DIRECTIVE
Reproduce the listing below verbatim, keeping every line and character unchanged.

EXERCISE MATERIALS

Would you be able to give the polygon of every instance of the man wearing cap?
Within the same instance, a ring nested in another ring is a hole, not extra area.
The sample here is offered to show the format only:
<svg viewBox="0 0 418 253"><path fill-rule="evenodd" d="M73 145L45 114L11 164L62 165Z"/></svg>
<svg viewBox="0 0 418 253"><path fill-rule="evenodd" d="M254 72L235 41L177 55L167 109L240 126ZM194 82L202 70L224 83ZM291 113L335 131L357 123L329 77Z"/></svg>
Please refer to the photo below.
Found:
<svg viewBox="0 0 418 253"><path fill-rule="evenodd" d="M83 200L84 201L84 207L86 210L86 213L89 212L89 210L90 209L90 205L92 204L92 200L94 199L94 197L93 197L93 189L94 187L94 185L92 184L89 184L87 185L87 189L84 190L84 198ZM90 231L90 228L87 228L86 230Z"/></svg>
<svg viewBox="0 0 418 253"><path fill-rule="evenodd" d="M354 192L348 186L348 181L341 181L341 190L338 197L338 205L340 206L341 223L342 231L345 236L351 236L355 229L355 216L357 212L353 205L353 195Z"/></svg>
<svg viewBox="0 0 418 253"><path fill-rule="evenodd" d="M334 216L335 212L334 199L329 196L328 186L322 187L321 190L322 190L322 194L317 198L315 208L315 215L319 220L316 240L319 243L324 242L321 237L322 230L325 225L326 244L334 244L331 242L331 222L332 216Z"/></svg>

COMPLETE RESPONSE
Would you be able to give the polygon of every instance of the man wearing cap?
Within the same instance, a ring nested in another ring is a hole, not extra area.
The sample here is offered to show the format only:
<svg viewBox="0 0 418 253"><path fill-rule="evenodd" d="M73 145L45 114L11 164L62 165Z"/></svg>
<svg viewBox="0 0 418 253"><path fill-rule="evenodd" d="M254 72L235 41L177 55L167 109L240 126ZM194 82L202 70L224 83ZM291 113L335 131L357 123L329 77Z"/></svg>
Please refer to the photo below.
Found:
<svg viewBox="0 0 418 253"><path fill-rule="evenodd" d="M83 200L84 201L84 207L86 210L86 213L89 212L89 210L90 209L90 205L92 204L92 200L94 199L94 197L93 197L93 189L94 187L94 185L92 184L89 184L87 185L87 189L84 190L84 198ZM90 231L90 228L87 228L86 230Z"/></svg>
<svg viewBox="0 0 418 253"><path fill-rule="evenodd" d="M354 192L348 186L348 181L341 181L341 190L338 197L338 205L340 206L341 223L342 231L345 236L351 236L355 229L355 216L357 212L353 205L353 195Z"/></svg>
<svg viewBox="0 0 418 253"><path fill-rule="evenodd" d="M334 216L335 212L334 199L329 196L328 186L322 187L321 190L322 190L322 194L317 198L315 208L315 215L319 220L316 240L319 243L324 242L321 237L322 230L325 225L326 244L334 244L331 242L331 222L332 216Z"/></svg>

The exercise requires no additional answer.